GIVEN PROBLEM =
Report each line of the records below that contains the string "conical" and copy every such line in full. Case counts.

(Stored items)

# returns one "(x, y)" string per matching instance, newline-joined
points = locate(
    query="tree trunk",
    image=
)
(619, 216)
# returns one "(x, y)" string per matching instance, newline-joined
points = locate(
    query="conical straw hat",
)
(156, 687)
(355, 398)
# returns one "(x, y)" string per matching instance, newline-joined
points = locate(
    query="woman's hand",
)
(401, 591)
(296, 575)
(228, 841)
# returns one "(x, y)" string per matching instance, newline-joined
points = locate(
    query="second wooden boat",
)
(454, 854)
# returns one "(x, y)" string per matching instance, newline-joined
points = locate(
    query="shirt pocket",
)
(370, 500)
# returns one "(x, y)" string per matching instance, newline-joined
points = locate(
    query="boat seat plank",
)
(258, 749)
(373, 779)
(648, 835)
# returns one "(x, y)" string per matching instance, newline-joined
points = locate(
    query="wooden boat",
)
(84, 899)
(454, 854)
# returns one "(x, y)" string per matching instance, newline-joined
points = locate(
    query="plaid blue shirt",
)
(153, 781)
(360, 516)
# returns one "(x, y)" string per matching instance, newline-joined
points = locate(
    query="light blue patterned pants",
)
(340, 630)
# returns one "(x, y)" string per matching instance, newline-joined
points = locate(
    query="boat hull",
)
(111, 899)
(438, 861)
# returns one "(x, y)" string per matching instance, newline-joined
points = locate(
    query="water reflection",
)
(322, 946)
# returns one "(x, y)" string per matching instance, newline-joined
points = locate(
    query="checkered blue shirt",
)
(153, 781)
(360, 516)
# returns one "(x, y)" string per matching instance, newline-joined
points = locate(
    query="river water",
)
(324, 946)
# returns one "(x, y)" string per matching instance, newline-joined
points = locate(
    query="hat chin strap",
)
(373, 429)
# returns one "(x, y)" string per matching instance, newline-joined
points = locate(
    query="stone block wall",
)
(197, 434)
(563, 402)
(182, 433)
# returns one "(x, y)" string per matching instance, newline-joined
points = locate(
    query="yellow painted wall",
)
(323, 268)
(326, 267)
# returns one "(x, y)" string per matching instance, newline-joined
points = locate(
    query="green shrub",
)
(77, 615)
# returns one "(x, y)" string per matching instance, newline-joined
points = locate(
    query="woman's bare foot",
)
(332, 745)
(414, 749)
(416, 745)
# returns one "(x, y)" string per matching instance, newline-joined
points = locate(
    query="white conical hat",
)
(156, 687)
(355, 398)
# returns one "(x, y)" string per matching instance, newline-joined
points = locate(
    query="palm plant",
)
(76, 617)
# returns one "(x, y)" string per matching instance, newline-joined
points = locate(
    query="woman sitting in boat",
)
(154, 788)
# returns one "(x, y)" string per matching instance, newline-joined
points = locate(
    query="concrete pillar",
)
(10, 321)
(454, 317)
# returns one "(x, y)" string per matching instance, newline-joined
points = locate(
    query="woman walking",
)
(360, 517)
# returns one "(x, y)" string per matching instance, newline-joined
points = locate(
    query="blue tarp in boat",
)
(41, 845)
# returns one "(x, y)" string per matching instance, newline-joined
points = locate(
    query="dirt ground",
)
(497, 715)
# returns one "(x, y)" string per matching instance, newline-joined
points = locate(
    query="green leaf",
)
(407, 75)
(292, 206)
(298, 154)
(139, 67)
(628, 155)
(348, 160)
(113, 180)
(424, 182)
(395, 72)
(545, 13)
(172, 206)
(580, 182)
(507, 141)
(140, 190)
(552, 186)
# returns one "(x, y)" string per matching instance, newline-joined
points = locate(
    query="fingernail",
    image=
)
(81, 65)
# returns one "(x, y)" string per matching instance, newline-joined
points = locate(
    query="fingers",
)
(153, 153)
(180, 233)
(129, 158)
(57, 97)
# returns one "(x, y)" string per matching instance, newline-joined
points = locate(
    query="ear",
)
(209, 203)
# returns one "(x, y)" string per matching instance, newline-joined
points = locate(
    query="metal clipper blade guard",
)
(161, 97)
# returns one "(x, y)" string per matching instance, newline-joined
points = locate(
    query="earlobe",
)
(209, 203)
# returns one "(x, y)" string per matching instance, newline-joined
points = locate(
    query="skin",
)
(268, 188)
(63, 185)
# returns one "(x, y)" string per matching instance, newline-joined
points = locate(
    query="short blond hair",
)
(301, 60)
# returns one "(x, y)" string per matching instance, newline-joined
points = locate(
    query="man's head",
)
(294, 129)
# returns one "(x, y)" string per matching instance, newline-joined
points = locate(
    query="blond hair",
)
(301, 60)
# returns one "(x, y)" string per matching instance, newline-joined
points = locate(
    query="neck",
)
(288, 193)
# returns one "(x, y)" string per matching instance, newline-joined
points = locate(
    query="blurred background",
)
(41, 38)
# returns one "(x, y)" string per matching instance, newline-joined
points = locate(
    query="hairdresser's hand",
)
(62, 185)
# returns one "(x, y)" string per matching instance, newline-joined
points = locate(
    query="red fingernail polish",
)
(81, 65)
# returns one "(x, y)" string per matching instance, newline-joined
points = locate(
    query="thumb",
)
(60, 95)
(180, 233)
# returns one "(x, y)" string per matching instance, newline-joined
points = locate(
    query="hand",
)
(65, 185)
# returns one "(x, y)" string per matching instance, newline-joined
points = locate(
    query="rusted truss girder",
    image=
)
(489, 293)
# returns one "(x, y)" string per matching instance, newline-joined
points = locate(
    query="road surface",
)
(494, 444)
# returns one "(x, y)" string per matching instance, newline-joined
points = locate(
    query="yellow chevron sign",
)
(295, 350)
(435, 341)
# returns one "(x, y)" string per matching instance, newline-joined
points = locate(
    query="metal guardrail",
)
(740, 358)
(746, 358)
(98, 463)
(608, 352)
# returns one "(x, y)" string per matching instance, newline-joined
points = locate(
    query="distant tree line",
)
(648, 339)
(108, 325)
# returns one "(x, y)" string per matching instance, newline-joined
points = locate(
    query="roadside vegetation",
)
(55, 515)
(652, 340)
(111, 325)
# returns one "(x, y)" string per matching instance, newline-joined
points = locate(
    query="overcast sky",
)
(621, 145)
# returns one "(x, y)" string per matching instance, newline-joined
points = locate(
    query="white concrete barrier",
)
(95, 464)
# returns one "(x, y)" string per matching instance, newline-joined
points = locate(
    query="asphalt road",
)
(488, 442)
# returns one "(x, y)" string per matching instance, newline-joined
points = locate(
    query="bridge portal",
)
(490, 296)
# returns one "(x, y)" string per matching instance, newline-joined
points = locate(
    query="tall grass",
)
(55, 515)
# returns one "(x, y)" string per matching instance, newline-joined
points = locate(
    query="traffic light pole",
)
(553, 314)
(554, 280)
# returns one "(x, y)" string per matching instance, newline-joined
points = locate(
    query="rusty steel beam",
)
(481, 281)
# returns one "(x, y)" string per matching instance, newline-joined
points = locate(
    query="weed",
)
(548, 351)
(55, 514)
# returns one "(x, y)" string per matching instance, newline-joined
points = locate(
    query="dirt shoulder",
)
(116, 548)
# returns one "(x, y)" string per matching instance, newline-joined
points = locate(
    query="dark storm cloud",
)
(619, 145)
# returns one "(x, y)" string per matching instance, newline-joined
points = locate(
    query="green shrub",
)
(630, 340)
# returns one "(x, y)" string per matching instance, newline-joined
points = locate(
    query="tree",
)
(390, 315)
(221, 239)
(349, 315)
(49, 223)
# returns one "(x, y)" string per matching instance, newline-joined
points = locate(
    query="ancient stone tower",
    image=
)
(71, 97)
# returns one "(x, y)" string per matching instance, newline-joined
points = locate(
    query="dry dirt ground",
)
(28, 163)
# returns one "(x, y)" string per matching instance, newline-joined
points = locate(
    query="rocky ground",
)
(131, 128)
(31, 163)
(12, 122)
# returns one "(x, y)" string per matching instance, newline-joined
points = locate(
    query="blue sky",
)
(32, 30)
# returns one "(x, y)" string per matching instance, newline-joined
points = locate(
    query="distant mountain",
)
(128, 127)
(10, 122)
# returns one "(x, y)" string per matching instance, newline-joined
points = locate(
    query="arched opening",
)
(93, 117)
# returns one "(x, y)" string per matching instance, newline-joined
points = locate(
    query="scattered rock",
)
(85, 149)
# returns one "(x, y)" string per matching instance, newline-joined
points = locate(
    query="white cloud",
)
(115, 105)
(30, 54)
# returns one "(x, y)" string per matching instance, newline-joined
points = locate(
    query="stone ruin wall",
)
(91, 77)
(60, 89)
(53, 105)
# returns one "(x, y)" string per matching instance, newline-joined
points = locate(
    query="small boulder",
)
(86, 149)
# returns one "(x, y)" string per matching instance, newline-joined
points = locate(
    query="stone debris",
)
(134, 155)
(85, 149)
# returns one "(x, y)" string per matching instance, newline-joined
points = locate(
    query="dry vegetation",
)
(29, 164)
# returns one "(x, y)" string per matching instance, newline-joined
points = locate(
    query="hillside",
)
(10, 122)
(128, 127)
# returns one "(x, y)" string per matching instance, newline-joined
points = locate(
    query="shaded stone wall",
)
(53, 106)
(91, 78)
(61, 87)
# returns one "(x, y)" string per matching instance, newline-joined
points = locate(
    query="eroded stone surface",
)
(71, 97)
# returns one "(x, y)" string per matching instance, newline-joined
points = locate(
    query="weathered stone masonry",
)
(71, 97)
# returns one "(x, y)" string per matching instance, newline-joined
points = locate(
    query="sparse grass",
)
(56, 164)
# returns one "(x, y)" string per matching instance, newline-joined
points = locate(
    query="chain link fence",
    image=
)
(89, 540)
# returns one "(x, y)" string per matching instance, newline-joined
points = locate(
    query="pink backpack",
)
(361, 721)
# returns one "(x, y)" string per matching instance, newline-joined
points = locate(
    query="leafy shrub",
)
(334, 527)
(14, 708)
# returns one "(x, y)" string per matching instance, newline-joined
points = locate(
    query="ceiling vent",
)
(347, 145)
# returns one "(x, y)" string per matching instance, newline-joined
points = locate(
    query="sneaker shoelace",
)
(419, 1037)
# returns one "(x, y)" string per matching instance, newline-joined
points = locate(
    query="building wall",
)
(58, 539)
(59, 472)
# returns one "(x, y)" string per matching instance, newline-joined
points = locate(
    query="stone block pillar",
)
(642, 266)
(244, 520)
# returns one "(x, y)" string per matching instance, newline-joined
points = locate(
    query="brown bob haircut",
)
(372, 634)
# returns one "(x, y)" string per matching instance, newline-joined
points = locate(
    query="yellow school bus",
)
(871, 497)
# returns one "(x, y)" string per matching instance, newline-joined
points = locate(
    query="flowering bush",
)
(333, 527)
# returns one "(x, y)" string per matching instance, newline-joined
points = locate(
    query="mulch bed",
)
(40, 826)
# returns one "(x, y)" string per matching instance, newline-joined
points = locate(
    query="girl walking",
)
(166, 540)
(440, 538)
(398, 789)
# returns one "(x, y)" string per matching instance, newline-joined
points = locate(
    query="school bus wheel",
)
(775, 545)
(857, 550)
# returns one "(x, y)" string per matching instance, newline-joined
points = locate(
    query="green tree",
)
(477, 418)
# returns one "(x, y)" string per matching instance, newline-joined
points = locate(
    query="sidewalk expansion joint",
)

SOLUTION TO THE PROBLEM =
    query="conical straw hat",
    query="white conical hat",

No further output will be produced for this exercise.